An elastic notion of press freedom
The media in Pakistan face many unique problems, but when it comes to opinions they appear more robust and serious than those in India, writes Aakar Patel.
Pakistan Cricket Board chairman Najam Sethi once made an observation which was striking. India’s media, he said, acted less free than Pakistan’s. Not in the sense that there was pressure from government, he clarified, but despite there not being such pressure.
He felt there was a sense of consensus and falling in line with the government’s official view that happened here, which didn’t in Pakistan. This was particularly so in matters related to Kashmir and Pakistan.
Is this true? And if so why? It’s important to look at it because Sethi (a former chief minister of Punjab) is most famous for his role as editor of The Friday Times, once spoken of years ago as South Asia’s best weekly.
My links with Pakistan’s media are old and I’m probably the longest-serving Indian columnist in that country’s newspapers. I’ve written columns for many of their publications, including Sethi’s. I write this piece as a participant in Pakistani media rather than someone merely comparing it to India’s. On the whole, particularly before the rise of Narendra Modi, I have found that opinion pages in Pakistan were more robust and more serious than those in India. We tend to be too often inclined to the tabloid end of journalism, concerned with entertainment, and perhaps that has to do with being a secure democracy.
However, there are certain specific problems about operating there that are unique to Pakistan. Let’s look at these.
The first is legal, and it is a law on the ideology of Pakistan. The law, 123-A in the Pakistani Penal Code, awards 10 years in jail to whoever influences a person against the ideology of Pakistan.
Like many other things in Pakistan, the word ideology is left undefined, but it is taken to mean a rejection of the creation of Pakistan and, also, its establishment as an Islamic state. This is why there is no questioning of Partition in Pakistan’s Press, because it is illegal to do this. There is also only muted criticism of its laws, which discriminate against religious and heretic minorities, because this is also apparently illegal (apparently because it is unclear since nobody challenges these laws).

- LISTED RECORDS -
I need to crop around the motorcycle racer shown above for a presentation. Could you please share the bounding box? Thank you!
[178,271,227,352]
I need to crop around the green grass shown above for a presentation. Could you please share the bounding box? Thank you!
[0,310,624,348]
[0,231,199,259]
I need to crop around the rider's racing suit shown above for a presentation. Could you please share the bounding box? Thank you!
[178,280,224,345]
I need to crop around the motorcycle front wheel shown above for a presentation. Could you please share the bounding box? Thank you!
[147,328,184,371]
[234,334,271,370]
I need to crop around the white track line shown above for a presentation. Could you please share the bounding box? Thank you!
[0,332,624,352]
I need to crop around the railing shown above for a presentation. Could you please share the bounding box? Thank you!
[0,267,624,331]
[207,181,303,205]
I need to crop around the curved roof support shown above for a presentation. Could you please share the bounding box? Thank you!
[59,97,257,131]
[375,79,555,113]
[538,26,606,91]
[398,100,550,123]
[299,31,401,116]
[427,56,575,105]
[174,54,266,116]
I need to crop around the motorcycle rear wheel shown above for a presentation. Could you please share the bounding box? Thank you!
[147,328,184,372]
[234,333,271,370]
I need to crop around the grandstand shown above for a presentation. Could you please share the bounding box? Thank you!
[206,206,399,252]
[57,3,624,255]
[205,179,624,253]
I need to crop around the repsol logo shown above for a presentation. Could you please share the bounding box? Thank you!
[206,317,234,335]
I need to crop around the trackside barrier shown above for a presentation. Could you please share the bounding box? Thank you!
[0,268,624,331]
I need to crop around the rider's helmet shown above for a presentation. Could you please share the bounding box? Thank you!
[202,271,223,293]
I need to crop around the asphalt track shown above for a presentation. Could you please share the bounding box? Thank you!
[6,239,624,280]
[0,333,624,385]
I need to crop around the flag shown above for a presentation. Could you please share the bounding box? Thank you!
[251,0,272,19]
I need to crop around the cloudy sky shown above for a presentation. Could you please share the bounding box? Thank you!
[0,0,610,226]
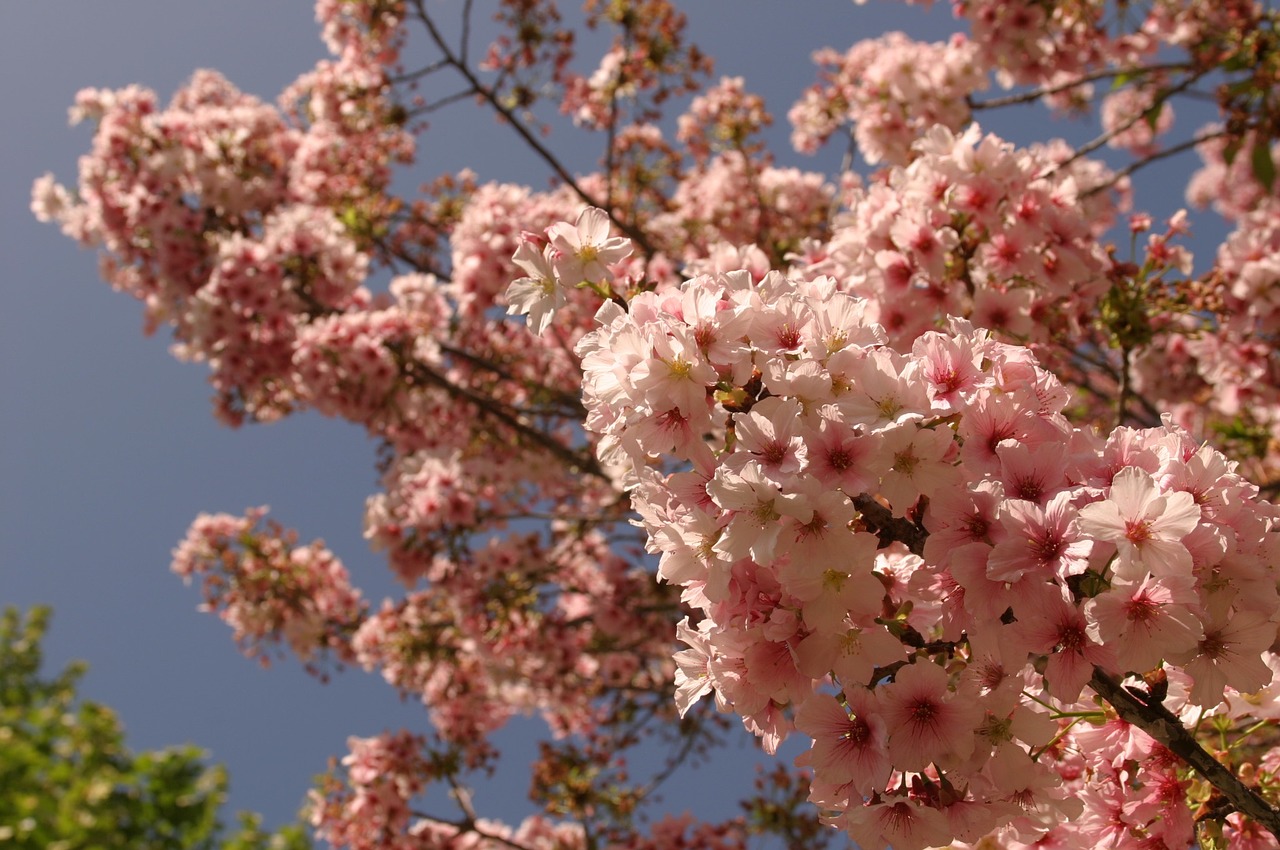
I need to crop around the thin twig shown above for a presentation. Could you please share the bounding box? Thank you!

- SHORT PROBLEM 1 -
From the press freedom piece, extract the passage that begins at the words "However, there are" and stops after the words "against the ideology of Pakistan.".
- SHORT PROBLEM 2 -
In the press freedom piece, what jail term does section 123-A of the Pakistani Penal Code award to whoever influences a person against the ideology of Pakistan?
- SHORT PROBLEM 3 -
Decide whether each statement agrees with the press freedom piece. Answer yes or no, and quote the words that settle it.
(a) Sethi said India's media acted less free because of pressure from the government.
(b) The Pakistani law defines the word ideology.
(c) The Friday Times was once spoken of as South Asia's best weekly.
The listing isn't needed for this work.

- RESULT 1 -
However, there are certain specific problems about operating there that are unique to Pakistan. Let’s look at these.
The first is legal, and it is a law on the ideology of Pakistan. The law, 123-A in the Pakistani Penal Code, awards 10 years in jail to whoever influences a person against the ideology of Pakistan.

- RESULT 2 -
10 years in jail.

- RESULT 3 -
(a) No: "Not in the sense that there was pressure from government, he clarified, but despite there not being such pressure."
(b) No: "the word ideology is left undefined"
(c) Yes: "once spoken of years ago as South Asia’s best weekly"